## Task to complete
Rewrite all the lines below as a numbered list, skipping blank lines and leaving out the pictures.

## Dataset excerpts
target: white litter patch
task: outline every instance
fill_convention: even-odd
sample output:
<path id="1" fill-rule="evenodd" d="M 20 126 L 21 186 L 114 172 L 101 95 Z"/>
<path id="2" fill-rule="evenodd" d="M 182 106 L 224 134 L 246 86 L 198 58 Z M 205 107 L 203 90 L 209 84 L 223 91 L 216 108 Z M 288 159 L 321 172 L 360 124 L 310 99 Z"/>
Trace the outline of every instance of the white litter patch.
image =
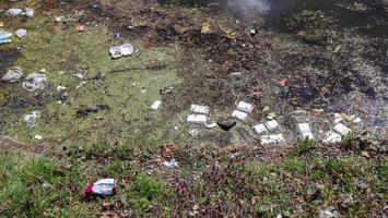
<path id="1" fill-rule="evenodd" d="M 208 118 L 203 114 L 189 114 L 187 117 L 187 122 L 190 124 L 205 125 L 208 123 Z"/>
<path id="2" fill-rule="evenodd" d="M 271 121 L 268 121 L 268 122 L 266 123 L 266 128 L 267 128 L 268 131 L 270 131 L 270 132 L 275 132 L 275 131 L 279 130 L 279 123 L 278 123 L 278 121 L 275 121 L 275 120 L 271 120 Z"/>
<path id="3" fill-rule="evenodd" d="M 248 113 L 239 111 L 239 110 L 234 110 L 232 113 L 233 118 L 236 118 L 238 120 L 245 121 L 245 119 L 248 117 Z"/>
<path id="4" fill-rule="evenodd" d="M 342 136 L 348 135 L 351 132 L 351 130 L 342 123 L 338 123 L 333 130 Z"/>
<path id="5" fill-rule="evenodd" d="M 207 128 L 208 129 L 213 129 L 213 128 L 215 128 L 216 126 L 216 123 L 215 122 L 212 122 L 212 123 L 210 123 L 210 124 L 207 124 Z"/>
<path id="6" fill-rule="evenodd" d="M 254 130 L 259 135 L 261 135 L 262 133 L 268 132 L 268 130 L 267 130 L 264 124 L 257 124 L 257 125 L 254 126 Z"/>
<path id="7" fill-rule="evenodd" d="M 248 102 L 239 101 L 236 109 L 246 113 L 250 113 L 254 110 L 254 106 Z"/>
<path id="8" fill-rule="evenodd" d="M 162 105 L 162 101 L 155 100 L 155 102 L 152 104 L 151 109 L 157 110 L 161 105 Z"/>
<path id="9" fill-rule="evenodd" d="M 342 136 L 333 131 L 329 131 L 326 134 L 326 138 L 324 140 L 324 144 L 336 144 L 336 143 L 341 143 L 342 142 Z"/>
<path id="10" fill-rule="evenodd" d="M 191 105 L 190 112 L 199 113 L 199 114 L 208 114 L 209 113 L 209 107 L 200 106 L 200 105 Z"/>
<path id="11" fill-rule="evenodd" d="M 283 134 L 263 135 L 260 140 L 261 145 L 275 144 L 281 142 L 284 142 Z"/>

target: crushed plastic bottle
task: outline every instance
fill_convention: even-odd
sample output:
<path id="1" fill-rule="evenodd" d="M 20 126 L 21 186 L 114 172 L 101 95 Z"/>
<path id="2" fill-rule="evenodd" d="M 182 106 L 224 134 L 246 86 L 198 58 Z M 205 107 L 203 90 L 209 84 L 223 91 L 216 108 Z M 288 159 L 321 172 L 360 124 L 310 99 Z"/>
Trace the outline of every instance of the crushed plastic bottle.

## Written solution
1. target: white litter patch
2. task: outline every instance
3. fill_convention: even-odd
4. sample output:
5. <path id="1" fill-rule="evenodd" d="M 20 126 L 21 186 L 114 172 L 101 95 Z"/>
6. <path id="2" fill-rule="evenodd" d="M 182 106 L 224 134 L 246 86 L 198 58 Z M 205 107 L 203 90 L 209 84 L 223 91 L 216 108 Z M 288 159 L 321 172 L 360 124 L 310 99 Z"/>
7. Trace the outline of every instance of the white litter patch.
8. image =
9. <path id="1" fill-rule="evenodd" d="M 208 118 L 203 114 L 189 114 L 187 117 L 187 122 L 190 124 L 205 125 L 208 123 Z"/>
10. <path id="2" fill-rule="evenodd" d="M 271 121 L 268 121 L 268 122 L 266 123 L 266 128 L 267 128 L 268 131 L 270 131 L 270 132 L 275 132 L 275 131 L 279 130 L 279 123 L 278 123 L 278 121 L 275 121 L 275 120 L 271 120 Z"/>
11. <path id="3" fill-rule="evenodd" d="M 248 113 L 239 111 L 239 110 L 234 110 L 232 113 L 233 118 L 236 118 L 238 120 L 245 121 L 245 119 L 248 117 Z"/>
12. <path id="4" fill-rule="evenodd" d="M 342 136 L 348 135 L 351 132 L 351 130 L 342 123 L 338 123 L 333 130 Z"/>
13. <path id="5" fill-rule="evenodd" d="M 207 128 L 208 129 L 213 129 L 213 128 L 215 128 L 216 126 L 216 123 L 215 122 L 212 122 L 212 123 L 210 123 L 210 124 L 207 124 Z"/>
14. <path id="6" fill-rule="evenodd" d="M 254 130 L 259 135 L 261 135 L 262 133 L 268 132 L 268 130 L 267 130 L 264 124 L 257 124 L 257 125 L 254 126 Z"/>
15. <path id="7" fill-rule="evenodd" d="M 248 102 L 239 101 L 236 109 L 246 113 L 250 113 L 254 110 L 254 106 Z"/>
16. <path id="8" fill-rule="evenodd" d="M 162 105 L 162 101 L 155 100 L 155 102 L 152 104 L 151 109 L 157 110 L 161 105 Z"/>
17. <path id="9" fill-rule="evenodd" d="M 342 136 L 333 131 L 329 131 L 326 134 L 326 138 L 324 140 L 324 144 L 336 144 L 336 143 L 341 143 L 342 142 Z"/>
18. <path id="10" fill-rule="evenodd" d="M 191 105 L 190 112 L 199 113 L 199 114 L 208 114 L 209 113 L 209 107 L 200 106 L 200 105 Z"/>
19. <path id="11" fill-rule="evenodd" d="M 283 134 L 263 135 L 260 140 L 261 145 L 275 144 L 281 142 L 284 142 Z"/>
20. target: crushed plastic bottle
21. task: outline every instance
22. fill_convention: even-odd
23. sample output:
24. <path id="1" fill-rule="evenodd" d="M 20 126 L 21 186 L 114 172 L 101 95 Z"/>
25. <path id="2" fill-rule="evenodd" d="M 182 106 L 224 134 L 246 86 L 198 58 Z M 205 107 L 203 90 L 209 84 L 223 91 L 216 108 Z M 288 159 L 321 172 L 360 124 L 310 99 Z"/>
26. Trace the outline of every instance of the crushed plastic bottle.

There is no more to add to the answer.